Requirement: Rewrite the data in the part that opens with the line containing "outline green leaf" and closes with the line containing "M 175 81 L 164", both lines included. Multiply every coordinate in the answers by 0.55 and round to whole numbers, with halves rounding up. Leave all other text unchanged and give only these lines.
**** Dataset content ****
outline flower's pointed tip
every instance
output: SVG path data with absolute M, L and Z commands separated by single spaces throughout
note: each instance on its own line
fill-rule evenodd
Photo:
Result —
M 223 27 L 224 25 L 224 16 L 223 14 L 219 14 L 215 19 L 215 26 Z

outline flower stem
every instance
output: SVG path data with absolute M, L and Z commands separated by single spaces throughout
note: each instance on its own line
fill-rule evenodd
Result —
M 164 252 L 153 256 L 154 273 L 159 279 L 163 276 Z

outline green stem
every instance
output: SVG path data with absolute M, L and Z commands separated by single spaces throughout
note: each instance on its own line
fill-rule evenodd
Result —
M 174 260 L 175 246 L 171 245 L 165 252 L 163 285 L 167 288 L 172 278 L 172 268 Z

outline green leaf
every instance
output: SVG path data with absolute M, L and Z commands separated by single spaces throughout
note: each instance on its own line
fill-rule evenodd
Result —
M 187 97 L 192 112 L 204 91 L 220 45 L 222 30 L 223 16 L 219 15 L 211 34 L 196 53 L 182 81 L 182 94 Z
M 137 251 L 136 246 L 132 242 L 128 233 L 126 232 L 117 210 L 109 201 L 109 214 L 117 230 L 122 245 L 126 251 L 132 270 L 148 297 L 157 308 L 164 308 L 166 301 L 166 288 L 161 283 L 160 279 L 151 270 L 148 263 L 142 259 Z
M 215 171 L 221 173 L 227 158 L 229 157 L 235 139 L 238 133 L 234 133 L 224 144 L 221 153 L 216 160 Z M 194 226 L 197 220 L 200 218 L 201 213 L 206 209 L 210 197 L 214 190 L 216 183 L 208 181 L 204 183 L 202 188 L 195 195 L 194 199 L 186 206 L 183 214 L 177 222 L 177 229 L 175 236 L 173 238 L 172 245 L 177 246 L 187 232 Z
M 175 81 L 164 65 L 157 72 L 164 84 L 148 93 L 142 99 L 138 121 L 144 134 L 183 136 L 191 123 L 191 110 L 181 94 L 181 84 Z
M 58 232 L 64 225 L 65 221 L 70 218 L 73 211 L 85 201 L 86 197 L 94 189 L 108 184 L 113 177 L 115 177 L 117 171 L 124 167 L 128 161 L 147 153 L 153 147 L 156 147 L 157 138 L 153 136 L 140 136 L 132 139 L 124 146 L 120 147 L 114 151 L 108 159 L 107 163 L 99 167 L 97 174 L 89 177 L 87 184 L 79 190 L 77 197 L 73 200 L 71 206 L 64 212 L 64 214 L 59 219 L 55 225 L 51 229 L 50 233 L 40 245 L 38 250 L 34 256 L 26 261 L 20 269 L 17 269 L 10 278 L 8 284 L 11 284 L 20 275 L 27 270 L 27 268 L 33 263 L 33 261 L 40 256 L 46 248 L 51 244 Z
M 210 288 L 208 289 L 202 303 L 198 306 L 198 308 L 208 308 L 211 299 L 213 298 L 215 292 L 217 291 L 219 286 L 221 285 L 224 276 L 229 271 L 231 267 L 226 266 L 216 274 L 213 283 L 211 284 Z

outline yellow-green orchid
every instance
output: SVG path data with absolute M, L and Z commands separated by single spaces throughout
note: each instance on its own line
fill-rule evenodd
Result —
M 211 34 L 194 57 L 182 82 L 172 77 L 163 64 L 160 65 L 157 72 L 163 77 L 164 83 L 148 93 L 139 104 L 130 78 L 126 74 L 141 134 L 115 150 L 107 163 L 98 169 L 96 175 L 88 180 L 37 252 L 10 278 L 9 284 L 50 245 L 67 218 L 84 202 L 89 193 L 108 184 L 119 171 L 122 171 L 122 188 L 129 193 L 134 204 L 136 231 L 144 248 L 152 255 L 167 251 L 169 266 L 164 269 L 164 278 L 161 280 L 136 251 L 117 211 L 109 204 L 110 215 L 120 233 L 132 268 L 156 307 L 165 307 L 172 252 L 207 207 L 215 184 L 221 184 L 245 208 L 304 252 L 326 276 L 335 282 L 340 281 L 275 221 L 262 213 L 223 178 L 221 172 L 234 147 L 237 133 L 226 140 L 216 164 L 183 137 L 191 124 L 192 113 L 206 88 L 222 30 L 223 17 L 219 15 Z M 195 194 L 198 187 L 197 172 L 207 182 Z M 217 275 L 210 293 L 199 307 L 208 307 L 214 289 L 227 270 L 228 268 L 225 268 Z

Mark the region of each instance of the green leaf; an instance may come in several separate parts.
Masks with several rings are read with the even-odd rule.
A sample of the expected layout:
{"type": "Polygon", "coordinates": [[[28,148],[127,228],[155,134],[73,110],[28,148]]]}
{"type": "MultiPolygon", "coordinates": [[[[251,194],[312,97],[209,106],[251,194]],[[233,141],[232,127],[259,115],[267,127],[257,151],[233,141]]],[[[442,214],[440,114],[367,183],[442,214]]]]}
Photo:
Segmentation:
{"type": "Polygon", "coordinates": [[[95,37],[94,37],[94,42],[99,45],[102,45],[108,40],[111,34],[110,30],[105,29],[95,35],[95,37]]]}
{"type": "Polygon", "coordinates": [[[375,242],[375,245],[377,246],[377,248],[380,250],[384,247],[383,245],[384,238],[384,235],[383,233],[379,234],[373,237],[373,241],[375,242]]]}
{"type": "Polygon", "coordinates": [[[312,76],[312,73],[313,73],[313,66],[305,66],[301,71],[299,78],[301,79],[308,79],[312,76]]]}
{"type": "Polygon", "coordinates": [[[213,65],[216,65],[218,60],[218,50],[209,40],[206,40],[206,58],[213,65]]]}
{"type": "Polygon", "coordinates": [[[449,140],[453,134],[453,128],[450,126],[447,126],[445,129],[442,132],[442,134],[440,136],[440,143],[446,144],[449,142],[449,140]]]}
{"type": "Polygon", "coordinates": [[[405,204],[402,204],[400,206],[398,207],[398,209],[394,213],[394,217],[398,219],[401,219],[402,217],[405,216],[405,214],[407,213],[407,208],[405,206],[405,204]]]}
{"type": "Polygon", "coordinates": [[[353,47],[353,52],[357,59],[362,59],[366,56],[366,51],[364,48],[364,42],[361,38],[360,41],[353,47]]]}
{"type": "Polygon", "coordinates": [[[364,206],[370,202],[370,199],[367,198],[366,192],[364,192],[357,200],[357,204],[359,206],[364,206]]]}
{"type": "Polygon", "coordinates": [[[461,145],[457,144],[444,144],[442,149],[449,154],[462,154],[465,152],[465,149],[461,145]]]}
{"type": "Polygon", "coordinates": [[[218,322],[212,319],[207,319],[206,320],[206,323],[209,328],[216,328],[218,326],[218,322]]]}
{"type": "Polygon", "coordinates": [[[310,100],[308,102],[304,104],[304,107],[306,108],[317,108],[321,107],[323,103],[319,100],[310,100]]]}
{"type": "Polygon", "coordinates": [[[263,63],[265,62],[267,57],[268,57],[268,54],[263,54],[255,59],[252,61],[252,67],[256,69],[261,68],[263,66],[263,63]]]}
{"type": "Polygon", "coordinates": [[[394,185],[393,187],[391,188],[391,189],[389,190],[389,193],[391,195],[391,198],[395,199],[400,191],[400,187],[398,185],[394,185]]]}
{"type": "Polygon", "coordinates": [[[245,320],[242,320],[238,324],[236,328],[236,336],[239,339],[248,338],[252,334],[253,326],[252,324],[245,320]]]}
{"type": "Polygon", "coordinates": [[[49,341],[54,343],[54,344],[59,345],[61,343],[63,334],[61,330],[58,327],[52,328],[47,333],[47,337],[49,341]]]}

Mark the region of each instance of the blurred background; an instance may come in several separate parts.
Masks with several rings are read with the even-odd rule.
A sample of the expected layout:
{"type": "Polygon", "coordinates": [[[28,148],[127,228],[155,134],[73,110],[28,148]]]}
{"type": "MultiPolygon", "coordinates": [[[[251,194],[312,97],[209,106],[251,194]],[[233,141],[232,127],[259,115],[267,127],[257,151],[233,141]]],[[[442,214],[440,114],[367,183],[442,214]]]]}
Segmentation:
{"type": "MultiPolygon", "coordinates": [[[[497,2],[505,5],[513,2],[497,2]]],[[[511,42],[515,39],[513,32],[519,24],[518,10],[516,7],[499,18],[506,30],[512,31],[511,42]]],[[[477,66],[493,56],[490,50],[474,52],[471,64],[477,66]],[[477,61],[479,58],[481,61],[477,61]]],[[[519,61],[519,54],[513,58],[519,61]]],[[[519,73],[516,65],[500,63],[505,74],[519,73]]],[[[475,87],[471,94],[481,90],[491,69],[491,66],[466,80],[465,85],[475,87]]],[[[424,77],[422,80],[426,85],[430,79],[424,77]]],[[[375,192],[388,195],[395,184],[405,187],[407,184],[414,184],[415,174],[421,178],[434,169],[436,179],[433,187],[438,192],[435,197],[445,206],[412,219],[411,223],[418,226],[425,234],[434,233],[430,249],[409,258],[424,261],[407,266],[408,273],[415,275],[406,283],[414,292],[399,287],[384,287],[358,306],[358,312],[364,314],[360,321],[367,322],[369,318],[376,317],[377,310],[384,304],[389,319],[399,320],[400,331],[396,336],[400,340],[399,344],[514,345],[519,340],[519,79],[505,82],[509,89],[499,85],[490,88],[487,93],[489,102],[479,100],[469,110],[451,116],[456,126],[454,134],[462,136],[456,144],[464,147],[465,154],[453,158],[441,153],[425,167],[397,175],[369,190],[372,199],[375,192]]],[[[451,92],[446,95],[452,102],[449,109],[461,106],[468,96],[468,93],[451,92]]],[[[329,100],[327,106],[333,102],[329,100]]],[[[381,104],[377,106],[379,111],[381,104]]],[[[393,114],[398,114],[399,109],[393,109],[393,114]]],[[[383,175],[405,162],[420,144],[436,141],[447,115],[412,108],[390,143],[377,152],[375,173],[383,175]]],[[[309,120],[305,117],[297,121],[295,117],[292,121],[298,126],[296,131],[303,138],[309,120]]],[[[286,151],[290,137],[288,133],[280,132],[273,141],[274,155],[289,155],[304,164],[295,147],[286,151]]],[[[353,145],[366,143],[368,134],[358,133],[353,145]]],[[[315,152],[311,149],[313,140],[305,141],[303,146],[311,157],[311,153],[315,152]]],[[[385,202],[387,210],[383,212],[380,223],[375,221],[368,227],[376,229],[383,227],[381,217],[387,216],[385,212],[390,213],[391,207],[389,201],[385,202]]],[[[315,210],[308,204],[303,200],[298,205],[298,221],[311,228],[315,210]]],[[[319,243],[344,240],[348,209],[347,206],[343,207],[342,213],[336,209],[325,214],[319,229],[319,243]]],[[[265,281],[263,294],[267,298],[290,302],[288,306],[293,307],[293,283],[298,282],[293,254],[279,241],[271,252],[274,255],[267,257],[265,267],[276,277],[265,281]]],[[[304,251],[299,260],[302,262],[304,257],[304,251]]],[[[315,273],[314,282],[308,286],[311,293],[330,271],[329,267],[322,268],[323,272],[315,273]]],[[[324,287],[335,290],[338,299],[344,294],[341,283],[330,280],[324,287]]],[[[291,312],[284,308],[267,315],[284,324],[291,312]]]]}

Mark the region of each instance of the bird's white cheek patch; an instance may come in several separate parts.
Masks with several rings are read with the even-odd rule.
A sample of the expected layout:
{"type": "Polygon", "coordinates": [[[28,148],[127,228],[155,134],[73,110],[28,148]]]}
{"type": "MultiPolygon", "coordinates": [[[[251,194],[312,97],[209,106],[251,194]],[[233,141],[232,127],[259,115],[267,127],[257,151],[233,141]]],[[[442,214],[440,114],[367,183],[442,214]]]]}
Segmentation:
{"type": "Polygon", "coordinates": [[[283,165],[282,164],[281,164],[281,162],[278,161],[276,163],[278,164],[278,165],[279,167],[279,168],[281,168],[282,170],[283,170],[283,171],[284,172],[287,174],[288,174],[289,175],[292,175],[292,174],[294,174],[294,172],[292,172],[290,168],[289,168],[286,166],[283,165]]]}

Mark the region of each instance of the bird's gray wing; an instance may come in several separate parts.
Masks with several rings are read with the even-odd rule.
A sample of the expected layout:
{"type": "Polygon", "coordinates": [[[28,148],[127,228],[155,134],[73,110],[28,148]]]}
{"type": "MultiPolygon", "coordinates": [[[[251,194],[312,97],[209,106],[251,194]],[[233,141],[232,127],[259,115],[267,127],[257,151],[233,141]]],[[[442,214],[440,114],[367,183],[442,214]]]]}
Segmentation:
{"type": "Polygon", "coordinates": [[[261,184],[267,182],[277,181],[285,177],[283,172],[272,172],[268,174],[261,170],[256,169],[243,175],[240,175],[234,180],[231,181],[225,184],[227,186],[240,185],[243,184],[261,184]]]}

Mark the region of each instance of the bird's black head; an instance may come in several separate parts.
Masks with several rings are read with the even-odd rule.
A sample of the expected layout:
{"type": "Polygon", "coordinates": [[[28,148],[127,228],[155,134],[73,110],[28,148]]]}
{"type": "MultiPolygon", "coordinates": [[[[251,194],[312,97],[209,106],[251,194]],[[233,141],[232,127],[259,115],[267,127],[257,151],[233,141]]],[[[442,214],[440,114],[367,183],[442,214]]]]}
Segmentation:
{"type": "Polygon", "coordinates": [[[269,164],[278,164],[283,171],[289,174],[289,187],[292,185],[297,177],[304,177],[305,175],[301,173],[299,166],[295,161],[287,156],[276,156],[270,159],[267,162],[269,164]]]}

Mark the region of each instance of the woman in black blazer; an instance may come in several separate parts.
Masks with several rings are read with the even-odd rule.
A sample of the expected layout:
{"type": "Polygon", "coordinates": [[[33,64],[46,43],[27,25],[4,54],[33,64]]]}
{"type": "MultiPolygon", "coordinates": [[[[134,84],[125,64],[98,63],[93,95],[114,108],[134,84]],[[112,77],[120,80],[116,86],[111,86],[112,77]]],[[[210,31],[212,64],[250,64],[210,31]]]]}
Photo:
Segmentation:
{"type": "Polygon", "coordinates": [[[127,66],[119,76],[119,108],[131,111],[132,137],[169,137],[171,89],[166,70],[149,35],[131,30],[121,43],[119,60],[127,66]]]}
****
Full output:
outline green leaf
every instance
output: SVG path data with absolute M, L and Z commands separated by single spaces throughout
note: each instance on its own line
fill-rule evenodd
Result —
M 103 53 L 106 62 L 112 50 L 121 25 L 122 17 L 123 9 L 120 8 L 116 19 L 108 29 L 100 45 L 100 52 Z
M 75 138 L 75 135 L 73 133 L 70 128 L 69 128 L 64 116 L 60 111 L 60 118 L 64 127 L 67 135 L 69 138 L 73 149 L 81 163 L 86 169 L 90 169 L 91 166 L 91 158 L 89 156 L 88 153 L 83 149 L 81 145 L 78 142 Z
M 118 94 L 122 95 L 125 87 L 126 86 L 129 76 L 131 73 L 129 73 L 123 79 L 122 84 L 119 88 Z M 107 124 L 108 121 L 110 120 L 111 117 L 113 115 L 116 108 L 118 105 L 119 101 L 114 100 L 112 101 L 111 103 L 107 107 L 107 109 L 102 113 L 101 118 L 97 122 L 97 126 L 96 130 L 95 131 L 95 135 L 97 135 L 103 128 Z
M 96 45 L 90 36 L 86 40 L 90 46 L 81 51 L 78 54 L 76 67 L 79 74 L 101 75 L 105 68 L 105 61 L 100 52 L 100 46 Z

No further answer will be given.